▶ **Требования**:
**A.** Определите, согласуются ли с фрагментом о Гутове следующие утверждения: (i) «Институт Лифшица» был основан в 1994 году; (ii) проект для «Гаража» Гутов сделал без соавторов; (iii) инсталляцию «Пыль» показывали на 3-й Стамбульской биеннале. На каждое ответьте «да» или «нет» и подкрепите ответ точной цитатой из фрагмента.
**B.** Перескажите фрагмент о Гутове в двух предложениях.
**C.** Продолжите фрагмент о Гутове и Лифшице, начав сразу после его последнего предложения.

Огромная сеть для поимки Человека-амфибии в пруду и недостижимый гамак над верхушками деревьев в Кусково («Человек-амфибия», 1991; «Гамак» 1991); три тысячи бадминтонных воланчиков, зависшие под небесами на невидимых лесках, и мяч, застывший над волейбольной сеткой, в заброшенном подмосковном пионерлагере («Воланы», 1992; «Гаси!», 1992) — после ряда эффектных работ для выставок под открытым небом, устроенных Мизиано и Куликом, и началось триумфальное шествие Гутова по заграницам. 3-я Стамбульская биеннале (инсталляция «Пыль», 1992), павильон России на 46-й Венецианской биеннале (инсталляция «Сознание — это такая вещь, которую мир должен обрести, хочет он этого или нет», совместно с Евгением Ассом и Вадимом Фишкиным, 1995), самая первая, роттердамская Manifesta (аудиоэкскурсия по Музею Бойманса — ван Бёнингена, 1996) — благодаря дружбе с Мизиано, успешно делавшим международную кураторскую карьеру, послужной список начинающего художника выглядел на зависть любому мэтру. Сам Гутов говорит о своем авантюрном творчестве первой половины 1990-х так, как будто пересказывает плутовской роман, и порой переходит на откровенно издевательский тон, напоминающий книги Лифшица о модернизме и современном искусстве. К тому времени разоблачитель авангарда давно сделался гутовским божеством, наставником и воображаемым собеседником.

«Институт Лифшица» Гутов основал только в 1994 году — совместно со своим академическим сокурсником, искусствоведом Константином Бохоровым (он значится и в соавторах первых парковых проектов). Вначале было слово, то есть семинары, на которых обсуждались тексты Лифшица: собрания, проходившие в Центре современного искусства на Якиманке, в галерее «Риджина» на Мясницкой и других артистических местах, привлекали самую разношерстную публику, настроенную антикапиталистически, так что радикальный акционист Александр Бренер, который вскоре нарисует знак доллара на картине Малевича в Стеделейке, вполне мог встретиться на них с депутатами Госдумы от КПРФ.

Впоследствии Гутов стал делать выставки, посвященные «ископаемому марксисту», как называл Лифшица Солженицын: выставочная эпопея увенчалась проектом «Если бы наша консервная банка заговорила... Михаил Лифшиц и советские шестидесятые», сделанным для «Гаража» в 2018 году совместно с Давидом Риффом. Но в 1992-м на защите искусствоведческого диплома в Академии художеств Гутов выказал марксистко-ленинские пристрастия, критикуя своих прежних идолов, Флоренского и Малевича, с лифшицианских позиций.

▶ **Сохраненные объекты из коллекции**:

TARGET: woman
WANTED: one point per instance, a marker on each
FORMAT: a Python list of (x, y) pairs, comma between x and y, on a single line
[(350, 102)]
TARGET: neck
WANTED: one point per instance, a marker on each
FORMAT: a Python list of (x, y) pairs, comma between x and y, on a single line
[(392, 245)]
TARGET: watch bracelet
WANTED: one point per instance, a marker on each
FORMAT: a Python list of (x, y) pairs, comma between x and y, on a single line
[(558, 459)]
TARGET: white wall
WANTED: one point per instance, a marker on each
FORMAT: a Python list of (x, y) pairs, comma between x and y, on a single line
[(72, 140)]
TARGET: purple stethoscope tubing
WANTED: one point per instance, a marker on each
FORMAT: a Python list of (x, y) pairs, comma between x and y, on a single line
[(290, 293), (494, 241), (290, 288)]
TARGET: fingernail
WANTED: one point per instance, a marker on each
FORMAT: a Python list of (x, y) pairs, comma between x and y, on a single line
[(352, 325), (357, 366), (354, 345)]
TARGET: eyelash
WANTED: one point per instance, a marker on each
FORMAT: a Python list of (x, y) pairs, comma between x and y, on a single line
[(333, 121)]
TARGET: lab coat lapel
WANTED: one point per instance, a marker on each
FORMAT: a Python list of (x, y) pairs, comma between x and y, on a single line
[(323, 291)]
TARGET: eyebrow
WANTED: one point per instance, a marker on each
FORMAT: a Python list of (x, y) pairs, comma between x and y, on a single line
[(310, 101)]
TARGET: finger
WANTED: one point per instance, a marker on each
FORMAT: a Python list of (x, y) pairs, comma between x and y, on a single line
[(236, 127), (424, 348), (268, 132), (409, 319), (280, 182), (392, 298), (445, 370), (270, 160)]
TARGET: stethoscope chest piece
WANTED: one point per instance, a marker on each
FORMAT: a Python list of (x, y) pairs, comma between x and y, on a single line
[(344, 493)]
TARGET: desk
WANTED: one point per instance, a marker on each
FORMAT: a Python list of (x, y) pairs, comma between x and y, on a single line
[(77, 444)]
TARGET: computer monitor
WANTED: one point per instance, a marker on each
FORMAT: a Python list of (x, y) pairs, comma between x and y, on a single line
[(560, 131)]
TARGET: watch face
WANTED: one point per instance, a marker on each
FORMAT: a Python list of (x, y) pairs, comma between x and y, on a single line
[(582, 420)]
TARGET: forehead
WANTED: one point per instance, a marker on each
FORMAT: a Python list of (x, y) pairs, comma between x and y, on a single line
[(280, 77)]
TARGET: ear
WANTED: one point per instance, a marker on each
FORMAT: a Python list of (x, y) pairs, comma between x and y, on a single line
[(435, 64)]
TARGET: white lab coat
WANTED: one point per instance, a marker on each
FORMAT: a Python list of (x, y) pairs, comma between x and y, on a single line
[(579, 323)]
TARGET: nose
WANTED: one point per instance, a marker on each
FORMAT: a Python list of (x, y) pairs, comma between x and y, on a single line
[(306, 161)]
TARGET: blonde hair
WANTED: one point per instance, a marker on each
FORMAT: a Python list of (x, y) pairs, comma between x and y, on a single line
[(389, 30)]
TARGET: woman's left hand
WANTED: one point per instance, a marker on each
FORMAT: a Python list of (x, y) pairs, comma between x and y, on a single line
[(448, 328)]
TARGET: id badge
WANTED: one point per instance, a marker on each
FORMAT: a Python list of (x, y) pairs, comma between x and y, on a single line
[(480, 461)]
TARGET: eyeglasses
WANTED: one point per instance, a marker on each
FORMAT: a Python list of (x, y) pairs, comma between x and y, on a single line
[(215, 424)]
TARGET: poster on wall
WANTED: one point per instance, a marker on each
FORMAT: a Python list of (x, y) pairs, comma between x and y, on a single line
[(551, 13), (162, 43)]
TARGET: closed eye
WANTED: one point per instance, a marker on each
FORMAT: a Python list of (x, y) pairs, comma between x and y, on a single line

▶ **Ответы по порядку**:
**A.**
(i) Да: «„Институт Лифшица“ Гутов основал только в 1994 году».
(ii) Нет: «сделанным для „Гаража“ в 2018 году совместно с Давидом Риффом».
(iii) Да: «3-я Стамбульская биеннале (инсталляция „Пыль“, 1992)».

**B.** После ряда эффектных работ для выставок под открытым небом Гутов благодаря дружбе с Мизиано попал на 3-ю Стамбульскую и 46-ю Венецианскую биеннале и на первую Manifesta в Роттердаме. В 1994 году он вместе с Константином Бохоровым основал «Институт Лифшица», начав с семинаров по текстам Лифшица, а впоследствии делал выставки о нем, включая проект для «Гаража» в 2018 году.

**C.**
Если бы наш Лифшиц воскрес, он, вероятно, сказал бы, что Гутов — мошенник, который торгует советским марксизмом на международном рынке, как хохломой и матрешками, поскольку тонко чувствует рыночную конъюнктуру и понимает, что свежая кровь, пусть даже такого немодного красно-коммунистического оттенка, все лучше, чем залежалый товар антисоветского нонконформизма. И, развивая воображаемую мысль классика, художнику следовало бы припомнить и более поздние политически конъюнктурные проекты: участие в конкурсе на памятник Ельцину, объявленном музеем ART4.ru в 2007 году (памятник Гутова представлял собой огромные бетонные буквы, складывающиеся в фамилию первого президента России, наподобие знаменитой шрифтовой скульптуры «Love» поп-артиста Роберта Индианы), или передвижную выставку «Россия для всех», сделанную в 2011 году по заказу Виктора Бондаренко (80 текстовых картин Гутова указывали на многонациональный характер российской культуры незамысловатым образом: «Архип Куинджи грек», «Святослав Рихтер немец», «Лев Ландау еврей» и т. п.). Однако вряд ли стоит сомневаться в искренности его любви к Лифшицу и шестидесятым, когда Лифшиц, вхутемасовец, несостоявшийся художник и состоявшийся философ, не принимавший сталинского стиля и разочаровавшийся в авангарде, смог наконец заговорить в полный голос.

Конечно, Гутов любил 1960-е на оптическом, визуальном уровне — уровне живописи, кино, дизайна: клеил фотографии космонавтов на обои космических узоров («Космос», 1988) и виртуозно имитировал обложки оттепельных книг, украшая их английскими — все тогда бросились учить английский, см. «Я шагаю по Москве» — цитатами из Шекспира («Король Лир», 1991). Да, собственно, и ассамбляж-реди-мейд «Искусство в быт» являлся квинтэссенцией оттепельного духа, и Гутов, как маньяк, примется повторять ритмы полос с буфетной дверцы в своих подвесных (вслед за воланами и гамаками он станет подвешивать нотные партитуры Моцарта и Шостаковича, супрематические композиции Малевича и даже распиленные, как татлиновские контррельефы, гондолы) и напольных, с коврами из опилок и грязи, инсталляциях. Но в постоянном обращении к 1960-м прочитывалась и идеологическая, не сказать историософская, программа: примерить оттепель на перестройку, вернуться в золотой век оттепельного романтизма, когда, казалось бы, еще можно было реабилитировать советский коммунистический проект, что в перестроечную пору первоначального накопления капитала выглядело чистой утопией. И революционер-утопист Гутов взялся делать такое современное искусство, какое могло бы понравиться воскресшему Лифшицу.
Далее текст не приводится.